In India there is a failure in public policy in the extreme neglect of literacy – half of the adult
population and two thirds of adult women. In east asia and southeast asia the financial system needs
extensive regularisation. Calls for financial conservatism must be seen in these contexts.
Those who see themselves as financially conservative should invest in human development – this is
the most prudent course.
The connections between political freedoms and the fulfilling of economic needs are not only
instrumental but also constructive. The success of the east asian economies have been well studied
and are thought to be rooted in: openness to competition, use of international markets, a high level of
literacy, and school education, successful land reforms, public provision of incentives for investment,
exporting and industrialisation. None of these policies is inconsistent with democracy.
The intrinsic relevance, the protective role and the constructive importance of democracy can be very
extensive.
Democracy has been especially successful in preventing those disasters that are easy to understand
and where sympathy can take on an immediate form. Many other problems are not quite so
accessible. e.g. India’s success in eradicating famines is not matched by that in eliminating regular
undernutrition…..
Crisis= sudden eruption of severe deprivation for a considerable section of the population (e.g. recent
east and south east Asian economic crises)
In analysing hunger it is crucial to understand the causation of famines in an adequately broad way,
and not just in terms of the some mechanical balance between food and population. It is the
substantive freedom of the individual and the family to establish ownership over an adequate amount
of food that is important. a person may be forced into starvation even when there is plenty of food
around if he loses his ability to buy it.
Even when food supplies fall sharply everyone can be saved from starvation by a better sharing of the
available food.
Undernourishment, starvation and famine are influenced by the working of the entire economy and
society – not just food production and agricultural activities. The ability to acquire food has to be
earned. We need to know the entitlement that people enjoy – the commodities over which she can
establish her ownership.
Three things are relevant to this:1. endowment – for most people this is only labour power. 2.

[DIRECTION 1] From the notes on democracy and hunger, copy the part that opens with the words containing "The connections between" and closes with "undernutrition…..".
[DIRECTION 2] According to the notes on democracy and hunger, why is it not enough to explain famines as a balance between food and population? Answer in one to three sentences.

[SUPPLIED DATA]
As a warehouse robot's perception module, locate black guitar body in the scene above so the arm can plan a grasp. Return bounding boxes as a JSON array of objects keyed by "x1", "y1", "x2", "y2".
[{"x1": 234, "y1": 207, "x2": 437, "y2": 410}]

[COMPLETE ANSWER 1]
The connections between political freedoms and the fulfilling of economic needs are not only
instrumental but also constructive. The success of the east asian economies have been well studied
and are thought to be rooted in: openness to competition, use of international markets, a high level of
literacy, and school education, successful land reforms, public provision of incentives for investment,
exporting and industrialisation. None of these policies is inconsistent with democracy.
The intrinsic relevance, the protective role and the constructive importance of democracy can be very
extensive.
Democracy has been especially successful in preventing those disasters that are easy to understand
and where sympathy can take on an immediate form. Many other problems are not quite so
accessible. e.g. India’s success in eradicating famines is not matched by that in eliminating regular
undernutrition…..

[COMPLETE ANSWER 2] What matters is whether individuals and families are actually free to gain ownership of enough food. A person can be forced into starvation even when plenty of food is around if he loses his ability to buy it.